Zitierter Text →
────────────────────────────────────────

Astrid Lindgrens ganz andere Seite
Am 1. September 1939, als Deutschland Polen überfiel und den Zweiten Weltkrieg auslöste, schrieb Astrid Lindgren: „Heute hat der Krieg begonnen. Niemand wollte es glauben.“ Damals war sie zweiunddreißig. Sie hatte zuvor als Sekretärin im „Königlichen Automobilclub“ gearbeitet, wo sie ihren Ehemann Sture kennengelernt hatte, war Mutter zweier Kinder, und bis auf einige Kurzgeschichten in Zeitschriften hatte sie noch nichts veröffentlicht.

────────────────────────────────────────

Datenzeilen →
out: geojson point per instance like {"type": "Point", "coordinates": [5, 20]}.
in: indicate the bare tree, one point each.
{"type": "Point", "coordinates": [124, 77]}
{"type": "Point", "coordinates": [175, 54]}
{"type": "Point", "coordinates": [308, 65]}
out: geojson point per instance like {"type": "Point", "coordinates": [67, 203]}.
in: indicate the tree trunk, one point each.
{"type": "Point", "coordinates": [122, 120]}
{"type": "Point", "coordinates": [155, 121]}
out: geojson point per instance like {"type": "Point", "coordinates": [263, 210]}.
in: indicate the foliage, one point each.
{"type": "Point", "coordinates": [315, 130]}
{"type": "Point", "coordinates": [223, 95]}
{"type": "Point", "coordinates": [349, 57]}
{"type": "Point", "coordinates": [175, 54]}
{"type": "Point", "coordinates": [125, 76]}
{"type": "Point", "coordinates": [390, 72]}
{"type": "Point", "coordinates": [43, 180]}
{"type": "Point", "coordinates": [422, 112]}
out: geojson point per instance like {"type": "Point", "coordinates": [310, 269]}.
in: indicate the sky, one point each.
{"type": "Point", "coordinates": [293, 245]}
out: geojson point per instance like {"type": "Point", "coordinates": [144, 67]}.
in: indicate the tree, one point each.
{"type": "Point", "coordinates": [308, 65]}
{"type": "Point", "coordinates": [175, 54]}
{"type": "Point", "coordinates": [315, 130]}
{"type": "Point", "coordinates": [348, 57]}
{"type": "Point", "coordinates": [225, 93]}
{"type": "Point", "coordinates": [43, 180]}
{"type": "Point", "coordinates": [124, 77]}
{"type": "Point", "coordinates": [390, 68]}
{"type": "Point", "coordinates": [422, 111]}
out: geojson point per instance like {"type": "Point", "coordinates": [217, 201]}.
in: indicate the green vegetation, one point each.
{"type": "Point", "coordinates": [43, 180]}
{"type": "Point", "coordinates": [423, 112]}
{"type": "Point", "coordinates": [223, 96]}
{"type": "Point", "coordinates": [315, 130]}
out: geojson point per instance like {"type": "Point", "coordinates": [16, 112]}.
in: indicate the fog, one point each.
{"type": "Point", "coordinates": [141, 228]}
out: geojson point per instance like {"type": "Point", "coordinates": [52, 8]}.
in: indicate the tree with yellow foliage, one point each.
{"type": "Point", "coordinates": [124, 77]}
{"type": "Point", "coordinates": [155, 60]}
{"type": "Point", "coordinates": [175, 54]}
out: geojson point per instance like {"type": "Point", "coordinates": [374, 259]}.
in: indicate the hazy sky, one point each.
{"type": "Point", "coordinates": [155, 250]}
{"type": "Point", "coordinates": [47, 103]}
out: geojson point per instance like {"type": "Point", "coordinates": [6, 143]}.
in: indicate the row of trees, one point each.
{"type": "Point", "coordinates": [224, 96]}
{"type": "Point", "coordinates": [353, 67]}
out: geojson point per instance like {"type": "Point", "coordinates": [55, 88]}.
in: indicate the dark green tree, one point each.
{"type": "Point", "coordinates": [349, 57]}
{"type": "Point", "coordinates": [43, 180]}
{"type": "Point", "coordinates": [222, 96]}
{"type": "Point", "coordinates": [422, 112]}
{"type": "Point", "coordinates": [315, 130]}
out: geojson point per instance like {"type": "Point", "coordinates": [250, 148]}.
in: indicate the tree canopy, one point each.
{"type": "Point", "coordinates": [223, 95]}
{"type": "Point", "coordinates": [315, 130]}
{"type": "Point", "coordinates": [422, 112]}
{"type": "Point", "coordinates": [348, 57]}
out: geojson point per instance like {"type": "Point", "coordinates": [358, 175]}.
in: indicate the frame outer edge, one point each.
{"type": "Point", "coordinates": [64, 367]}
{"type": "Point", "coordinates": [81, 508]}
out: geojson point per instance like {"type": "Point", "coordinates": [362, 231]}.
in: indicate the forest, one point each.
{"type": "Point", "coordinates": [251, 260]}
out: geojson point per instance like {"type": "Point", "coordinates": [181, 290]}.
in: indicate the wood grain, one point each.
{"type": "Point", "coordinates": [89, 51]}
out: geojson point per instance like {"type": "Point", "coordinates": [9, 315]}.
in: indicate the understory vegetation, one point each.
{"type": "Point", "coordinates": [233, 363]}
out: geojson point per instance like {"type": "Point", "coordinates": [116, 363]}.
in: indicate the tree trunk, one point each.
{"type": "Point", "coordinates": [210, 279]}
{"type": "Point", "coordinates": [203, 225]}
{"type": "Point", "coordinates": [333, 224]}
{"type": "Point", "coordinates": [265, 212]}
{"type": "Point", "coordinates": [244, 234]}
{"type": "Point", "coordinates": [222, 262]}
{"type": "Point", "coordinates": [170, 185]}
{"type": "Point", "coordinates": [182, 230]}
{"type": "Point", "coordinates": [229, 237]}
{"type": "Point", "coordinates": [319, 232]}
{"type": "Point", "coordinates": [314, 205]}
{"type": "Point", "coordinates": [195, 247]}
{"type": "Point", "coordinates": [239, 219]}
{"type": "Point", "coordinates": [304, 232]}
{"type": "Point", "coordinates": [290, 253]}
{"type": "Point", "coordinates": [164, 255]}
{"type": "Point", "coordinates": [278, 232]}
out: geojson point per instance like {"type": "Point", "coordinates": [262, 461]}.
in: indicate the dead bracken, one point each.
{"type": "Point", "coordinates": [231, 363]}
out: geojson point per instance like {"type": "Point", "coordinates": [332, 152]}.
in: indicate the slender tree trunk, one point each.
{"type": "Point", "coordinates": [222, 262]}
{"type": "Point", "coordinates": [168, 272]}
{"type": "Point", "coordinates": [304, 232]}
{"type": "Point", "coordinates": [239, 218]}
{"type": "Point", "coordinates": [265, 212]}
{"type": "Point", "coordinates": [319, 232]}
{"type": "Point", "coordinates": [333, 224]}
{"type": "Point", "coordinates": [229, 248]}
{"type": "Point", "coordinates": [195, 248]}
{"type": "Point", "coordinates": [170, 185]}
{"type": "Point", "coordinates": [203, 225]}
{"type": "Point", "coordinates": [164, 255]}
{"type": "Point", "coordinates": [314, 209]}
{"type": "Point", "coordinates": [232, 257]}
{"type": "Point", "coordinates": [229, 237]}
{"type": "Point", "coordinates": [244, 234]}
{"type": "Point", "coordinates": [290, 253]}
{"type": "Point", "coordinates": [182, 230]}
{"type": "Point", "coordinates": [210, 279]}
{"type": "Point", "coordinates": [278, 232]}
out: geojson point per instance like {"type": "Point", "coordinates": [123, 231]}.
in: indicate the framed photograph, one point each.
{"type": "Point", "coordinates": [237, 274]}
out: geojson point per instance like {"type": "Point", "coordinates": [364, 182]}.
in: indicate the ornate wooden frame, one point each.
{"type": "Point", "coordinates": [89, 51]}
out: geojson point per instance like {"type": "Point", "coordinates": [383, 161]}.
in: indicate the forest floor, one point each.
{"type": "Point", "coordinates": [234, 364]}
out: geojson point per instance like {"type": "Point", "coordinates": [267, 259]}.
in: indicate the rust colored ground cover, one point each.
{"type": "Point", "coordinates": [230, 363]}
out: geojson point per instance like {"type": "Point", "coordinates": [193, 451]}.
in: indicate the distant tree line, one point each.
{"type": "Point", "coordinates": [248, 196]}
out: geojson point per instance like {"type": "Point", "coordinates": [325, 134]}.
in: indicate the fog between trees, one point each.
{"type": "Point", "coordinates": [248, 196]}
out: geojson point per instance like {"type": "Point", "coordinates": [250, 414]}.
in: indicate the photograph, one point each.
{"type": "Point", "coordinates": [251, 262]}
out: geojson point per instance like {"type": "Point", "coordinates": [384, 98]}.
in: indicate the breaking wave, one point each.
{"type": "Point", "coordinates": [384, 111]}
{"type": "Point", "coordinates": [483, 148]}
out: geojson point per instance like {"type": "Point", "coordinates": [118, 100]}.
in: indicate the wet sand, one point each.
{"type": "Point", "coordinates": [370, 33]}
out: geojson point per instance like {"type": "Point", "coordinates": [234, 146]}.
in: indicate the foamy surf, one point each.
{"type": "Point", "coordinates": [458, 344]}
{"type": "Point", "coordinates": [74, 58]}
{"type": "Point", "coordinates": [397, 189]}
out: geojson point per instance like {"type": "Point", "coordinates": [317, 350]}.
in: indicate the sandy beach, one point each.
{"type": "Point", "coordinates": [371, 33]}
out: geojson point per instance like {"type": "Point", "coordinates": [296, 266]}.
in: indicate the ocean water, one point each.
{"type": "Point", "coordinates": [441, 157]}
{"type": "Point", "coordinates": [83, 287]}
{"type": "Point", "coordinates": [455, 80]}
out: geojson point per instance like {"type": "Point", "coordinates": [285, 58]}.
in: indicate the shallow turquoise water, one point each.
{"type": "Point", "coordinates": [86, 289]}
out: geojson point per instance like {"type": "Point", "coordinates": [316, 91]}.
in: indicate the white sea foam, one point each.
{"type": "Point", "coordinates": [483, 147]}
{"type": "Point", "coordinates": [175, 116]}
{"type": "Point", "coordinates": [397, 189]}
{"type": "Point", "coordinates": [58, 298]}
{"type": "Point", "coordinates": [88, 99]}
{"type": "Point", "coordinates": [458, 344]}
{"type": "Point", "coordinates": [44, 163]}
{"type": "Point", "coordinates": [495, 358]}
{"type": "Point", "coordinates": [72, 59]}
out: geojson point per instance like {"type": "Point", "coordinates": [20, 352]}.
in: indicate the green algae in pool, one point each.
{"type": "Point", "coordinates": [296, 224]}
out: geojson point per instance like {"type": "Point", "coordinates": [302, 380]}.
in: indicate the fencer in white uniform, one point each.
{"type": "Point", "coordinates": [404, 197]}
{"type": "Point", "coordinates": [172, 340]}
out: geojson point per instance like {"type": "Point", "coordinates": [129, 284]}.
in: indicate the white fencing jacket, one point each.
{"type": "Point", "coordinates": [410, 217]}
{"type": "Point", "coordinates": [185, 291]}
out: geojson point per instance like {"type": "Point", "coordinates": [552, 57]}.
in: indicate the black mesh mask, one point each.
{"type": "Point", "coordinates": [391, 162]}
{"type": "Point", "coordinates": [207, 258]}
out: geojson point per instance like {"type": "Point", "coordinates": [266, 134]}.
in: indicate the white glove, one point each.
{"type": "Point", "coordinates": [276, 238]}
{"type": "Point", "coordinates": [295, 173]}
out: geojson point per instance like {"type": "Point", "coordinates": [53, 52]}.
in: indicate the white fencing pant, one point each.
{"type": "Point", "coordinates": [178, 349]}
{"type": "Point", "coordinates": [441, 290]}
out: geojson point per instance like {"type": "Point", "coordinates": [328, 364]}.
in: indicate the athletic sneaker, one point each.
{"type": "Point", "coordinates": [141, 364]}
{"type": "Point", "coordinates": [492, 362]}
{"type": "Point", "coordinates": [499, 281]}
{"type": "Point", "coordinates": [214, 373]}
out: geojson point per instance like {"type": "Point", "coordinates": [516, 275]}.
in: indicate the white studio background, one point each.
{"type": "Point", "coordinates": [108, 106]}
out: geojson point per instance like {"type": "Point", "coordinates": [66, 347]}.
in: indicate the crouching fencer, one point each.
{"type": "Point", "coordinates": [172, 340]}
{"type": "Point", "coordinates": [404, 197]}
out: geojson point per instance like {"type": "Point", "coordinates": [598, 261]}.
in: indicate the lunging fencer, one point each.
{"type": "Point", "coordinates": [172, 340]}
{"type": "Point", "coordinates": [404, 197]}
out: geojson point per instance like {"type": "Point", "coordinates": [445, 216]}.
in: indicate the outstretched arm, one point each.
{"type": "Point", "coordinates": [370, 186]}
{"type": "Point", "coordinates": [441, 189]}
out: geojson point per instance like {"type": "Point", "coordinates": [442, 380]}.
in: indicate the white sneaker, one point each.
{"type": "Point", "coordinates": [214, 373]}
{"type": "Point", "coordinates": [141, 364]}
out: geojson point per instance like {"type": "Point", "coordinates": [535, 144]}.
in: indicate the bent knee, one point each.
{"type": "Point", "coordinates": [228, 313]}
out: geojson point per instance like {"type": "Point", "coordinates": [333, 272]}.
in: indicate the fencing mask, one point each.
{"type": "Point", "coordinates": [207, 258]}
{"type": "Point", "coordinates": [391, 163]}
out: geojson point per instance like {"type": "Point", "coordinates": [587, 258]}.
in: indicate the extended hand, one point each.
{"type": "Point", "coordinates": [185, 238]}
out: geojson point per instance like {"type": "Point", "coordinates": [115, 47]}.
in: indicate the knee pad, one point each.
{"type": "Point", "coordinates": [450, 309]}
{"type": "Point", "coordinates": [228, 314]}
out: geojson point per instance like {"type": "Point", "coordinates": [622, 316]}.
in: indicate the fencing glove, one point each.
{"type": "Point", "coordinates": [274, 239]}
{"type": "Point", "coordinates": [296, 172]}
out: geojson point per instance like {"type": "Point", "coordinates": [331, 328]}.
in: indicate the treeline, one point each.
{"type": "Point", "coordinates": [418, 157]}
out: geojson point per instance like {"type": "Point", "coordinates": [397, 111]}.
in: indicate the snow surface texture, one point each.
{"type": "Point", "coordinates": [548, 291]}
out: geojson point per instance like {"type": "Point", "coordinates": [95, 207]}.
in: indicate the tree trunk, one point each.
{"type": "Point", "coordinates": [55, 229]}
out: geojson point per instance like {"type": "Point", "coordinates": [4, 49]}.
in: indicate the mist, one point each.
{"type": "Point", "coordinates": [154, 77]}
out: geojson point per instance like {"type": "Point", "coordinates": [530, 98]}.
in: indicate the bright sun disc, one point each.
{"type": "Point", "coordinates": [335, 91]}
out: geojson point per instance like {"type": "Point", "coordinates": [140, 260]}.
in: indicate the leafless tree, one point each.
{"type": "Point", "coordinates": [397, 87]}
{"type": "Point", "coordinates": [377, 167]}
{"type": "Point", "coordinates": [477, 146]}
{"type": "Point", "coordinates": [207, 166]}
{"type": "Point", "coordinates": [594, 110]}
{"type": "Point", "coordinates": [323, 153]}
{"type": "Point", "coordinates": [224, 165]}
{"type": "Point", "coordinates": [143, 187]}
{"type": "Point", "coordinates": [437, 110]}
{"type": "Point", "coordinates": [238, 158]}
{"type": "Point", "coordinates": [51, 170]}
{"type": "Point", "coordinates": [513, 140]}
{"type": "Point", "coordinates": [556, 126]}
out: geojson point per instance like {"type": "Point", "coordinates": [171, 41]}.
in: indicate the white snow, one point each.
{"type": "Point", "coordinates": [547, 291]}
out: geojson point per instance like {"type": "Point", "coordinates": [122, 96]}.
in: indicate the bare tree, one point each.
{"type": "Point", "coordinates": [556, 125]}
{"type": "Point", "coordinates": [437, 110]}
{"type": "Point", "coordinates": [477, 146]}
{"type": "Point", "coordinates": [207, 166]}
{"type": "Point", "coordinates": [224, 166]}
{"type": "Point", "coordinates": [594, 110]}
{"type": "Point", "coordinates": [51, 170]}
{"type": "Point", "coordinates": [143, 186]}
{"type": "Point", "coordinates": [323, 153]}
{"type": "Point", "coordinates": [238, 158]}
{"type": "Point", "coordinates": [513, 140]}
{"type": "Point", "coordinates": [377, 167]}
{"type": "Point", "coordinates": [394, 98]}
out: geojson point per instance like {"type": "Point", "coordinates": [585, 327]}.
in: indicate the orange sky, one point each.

────────────────────────────────────────

Aufgaben →
a - Zitiere aus dem Text über Astrid Lindgren wörtlich den Abschnitt, der mit den Worten „Astrid Lindgrens ganz“ beginnt und nach den Worten „noch nichts veröffentlicht.“ endet.
b - Wo hatte Astrid Lindgren laut dem Text über sie ihren Ehemann Sture kennengelernt?
c - Schreibe den Text über Astrid Lindgren im Anschluss an seinen letzten Satz weiter.

Antworten →
a -
Astrid Lindgrens ganz andere Seite
Am 1. September 1939, als Deutschland Polen überfiel und den Zweiten Weltkrieg auslöste, schrieb Astrid Lindgren: „Heute hat der Krieg begonnen. Niemand wollte es glauben.“ Damals war sie zweiunddreißig. Sie hatte zuvor als Sekretärin im „Königlichen Automobilclub“ gearbeitet, wo sie ihren Ehemann Sture kennengelernt hatte, war Mutter zweier Kinder, und bis auf einige Kurzgeschichten in Zeitschriften hatte sie noch nichts veröffentlicht.

b - Im „Königlichen Automobilclub“, wo sie als Sekretärin arbeitete.

c -
Lindgren wohnte im Stadtteil Vasastan in Stockholm. Diese luftige, lichtdurchflutete Inselstadt versinnbildlicht das Lebensgefühl, das die sechs Kriegsjahre für Lindgren bestimmte. In den Tagebüchern beschreibt sie anschaulich ihr Oasen-Dasein, abgeschieden, aber halbwegs angenehm, eingeschränkt nur von Lebensmittelrationierungen, dem zeitweise lahmliegenden öffentlichen Verkehr, von Verdunkelungen, dem militärischen Bereitschaftsdienst des Mannes und steigenden Preisen. Sie lebte relativ sicher in einem Land, das der Krieg aussparte, vor dessen Grenzen die Tötungsmaschinerie haltmachte, obwohl die Fronten an allen Seiten näher rückten; durch den Überfall Polens, den sowjetischen Angriff auf Finnland, die Besetzung Dänemarks und Norwegens durch die Nazis, schließlich durch die sowjetische Übernahme des Baltikums, das vorher in deutscher Hand gewesen war.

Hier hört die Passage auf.